RECORDS TO USE -
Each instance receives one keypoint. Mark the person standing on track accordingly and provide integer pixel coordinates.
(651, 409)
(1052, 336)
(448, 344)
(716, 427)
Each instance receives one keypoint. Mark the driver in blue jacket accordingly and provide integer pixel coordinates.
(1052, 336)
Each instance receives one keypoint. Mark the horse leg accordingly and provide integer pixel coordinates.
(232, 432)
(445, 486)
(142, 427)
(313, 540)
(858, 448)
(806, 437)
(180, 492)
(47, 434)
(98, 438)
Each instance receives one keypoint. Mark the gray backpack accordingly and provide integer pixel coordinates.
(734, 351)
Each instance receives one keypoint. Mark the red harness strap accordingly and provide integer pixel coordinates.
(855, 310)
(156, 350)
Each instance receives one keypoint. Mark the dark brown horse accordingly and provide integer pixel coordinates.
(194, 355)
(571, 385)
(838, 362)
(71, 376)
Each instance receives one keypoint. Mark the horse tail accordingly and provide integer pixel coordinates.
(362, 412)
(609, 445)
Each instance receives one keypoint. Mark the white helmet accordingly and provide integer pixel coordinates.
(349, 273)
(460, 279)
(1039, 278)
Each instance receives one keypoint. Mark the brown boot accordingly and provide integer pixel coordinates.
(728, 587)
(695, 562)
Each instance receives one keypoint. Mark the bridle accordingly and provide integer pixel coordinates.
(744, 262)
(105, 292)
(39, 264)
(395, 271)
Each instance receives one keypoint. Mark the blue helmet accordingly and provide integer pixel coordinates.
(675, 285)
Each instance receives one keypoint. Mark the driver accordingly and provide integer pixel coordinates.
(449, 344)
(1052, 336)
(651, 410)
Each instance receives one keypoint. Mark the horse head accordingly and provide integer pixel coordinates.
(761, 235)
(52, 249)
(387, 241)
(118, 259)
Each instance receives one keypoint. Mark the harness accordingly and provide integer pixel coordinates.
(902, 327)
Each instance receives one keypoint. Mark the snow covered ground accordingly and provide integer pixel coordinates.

EXERCISE DESCRIPTION - Reproduce the entire listing above word for word, keeping every line.

RESPONSE FOR THIS EXERCISE -
Each instance receives one keypoint. Mark the person standing on track accordingly and provide integer pixel coordinates.
(651, 409)
(1052, 336)
(448, 344)
(716, 427)
Each instance receives one keypoint. Mark the driver in blue jacket accordingly and provide integer pixel coordinates.
(1052, 336)
Each instance receives one keypoint. Mark the horse leg accordingly and provide integer pixel coordinates.
(232, 432)
(445, 486)
(142, 427)
(313, 540)
(858, 448)
(806, 437)
(180, 492)
(47, 434)
(98, 438)
Each instance receives one keypoint. Mark the gray backpack accordingly and provide integer pixel coordinates.
(734, 351)
Each instance receives one keypoint. Mark the red harness strap accordingly and provide integer pixel coordinates.
(855, 310)
(156, 350)
Each instance receives one keypoint. Mark the dark brown horse accordingly and provide integer pixel coordinates.
(194, 355)
(571, 385)
(838, 362)
(71, 376)
Each instance receives one keypoint. Mark the horse tail accordingly and provide integer pixel coordinates.
(362, 412)
(609, 445)
Each instance receives one keypoint. Mark the white helmet accordingly and provide integer pixel coordinates.
(349, 273)
(460, 279)
(1039, 278)
Each instance receives one keypoint. Mark the brown boot accordingly and provide integer pixel coordinates.
(728, 587)
(695, 562)
Each instance receives one keypoint. Mark the bridle accordingly and provide integer pixel coordinates.
(744, 262)
(105, 292)
(39, 264)
(395, 271)
Each instance receives one keypoint. Mark the blue helmet accordingly and provide integer pixel coordinates.
(675, 285)
Each instance receives one keypoint. Mark the driver accordingly and provide integer pixel coordinates.
(449, 344)
(1052, 336)
(651, 410)
Each instance receives one keypoint. Mark the horse head accordingly and provide integer pixel coordinates.
(761, 235)
(52, 249)
(387, 241)
(118, 259)
Each instance receives one keypoint. Mark the harness accordingly and provide integer pixel coordinates.
(902, 327)
Each instance receives one keypoint. Mark the snow covered ground accordingly and provide integer pixel coordinates.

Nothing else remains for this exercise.